555 Sub-section (1) of s. 14 of the
Arbitration Act, 1940 (X of 1940) requires the arbitrators or umpire to give
notice in writing to the parties of the making and signing of the award.
Sub-section (2) of that section requires the Court, after the filing of the
award, to give notice to the parties of the filing of the award. The difference
in the provisions of the two sub-sections with respect to the giving of notice
is significant and indicates clearly that the notice which the Court is to give
to the parties of the filing of the award need not be a notice in writing. The
notice can be given orally. No question of the service of the notice in the
formal way of delivering the notice or tendering it to the party can arise in
the case of a notice given orally. The communication of the information that an
award has been filed is sufficient compliance with the requirements of sub-s.
(2) of s. 14 with respect to the giving of the notice to the parties concerned
about the filing of the award. 'Notice' does not necessarily mean
'communication in writing'. 'Notice', according to the Oxford Concise
Dictionary, means 'intimation, intelligence., warning' and has this meaning in
expressions like 'give notice, have notice' and it also means 'formal
intimation of something, or instructions to do something' and has such a
meaning in expressions like 'notice to quit, till further notice'. We are of
opinion that the expression 'give notice' in sub-s. (2) of s. 14, simply means
giving intimation of the filing of the award, which certainly was given to the
parties through their pleaders on February 21, 1948. Notice to the pleader is
notice to the party, in view of r. 5 of O. III, Civil Procedure Code, which
provides that any process served on the pleader of any party shall be presumed
to be duly communicated and made known to the party whom the pleader represents
and, unless the Court otherwise directs, shall be as effectual for all purposes
as if the same had been given to or served on the party in person.

◆ Material provided
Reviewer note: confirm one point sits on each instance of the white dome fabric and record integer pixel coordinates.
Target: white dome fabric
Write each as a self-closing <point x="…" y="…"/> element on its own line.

◆ Required work
1. Based on the passage on notice of an award's filing, mark each statement yes or no, quoting the words that decide it. (a) The Court's notice under sub-section (2) of s. 14 must be in writing. (b) The parties learned of the filing through their pleaders on February 21, 1948. (c) Under sub-section (1), the arbitrators or umpire must give written notice of the making and signing of the award.
2. Name every expression that the passage on notice of an award's filing cites to show how the word "notice" is used.

◆ Problem solutions
1.
(a) No: "need not be a notice in writing."
(b) Yes: "which certainly was given to the parties through their pleaders on February 21, 1948."
(c) Yes: "requires the arbitrators or umpire to give notice in writing to the parties of the making and signing of the award."

2.
give notice
have notice
notice to quit
till further notice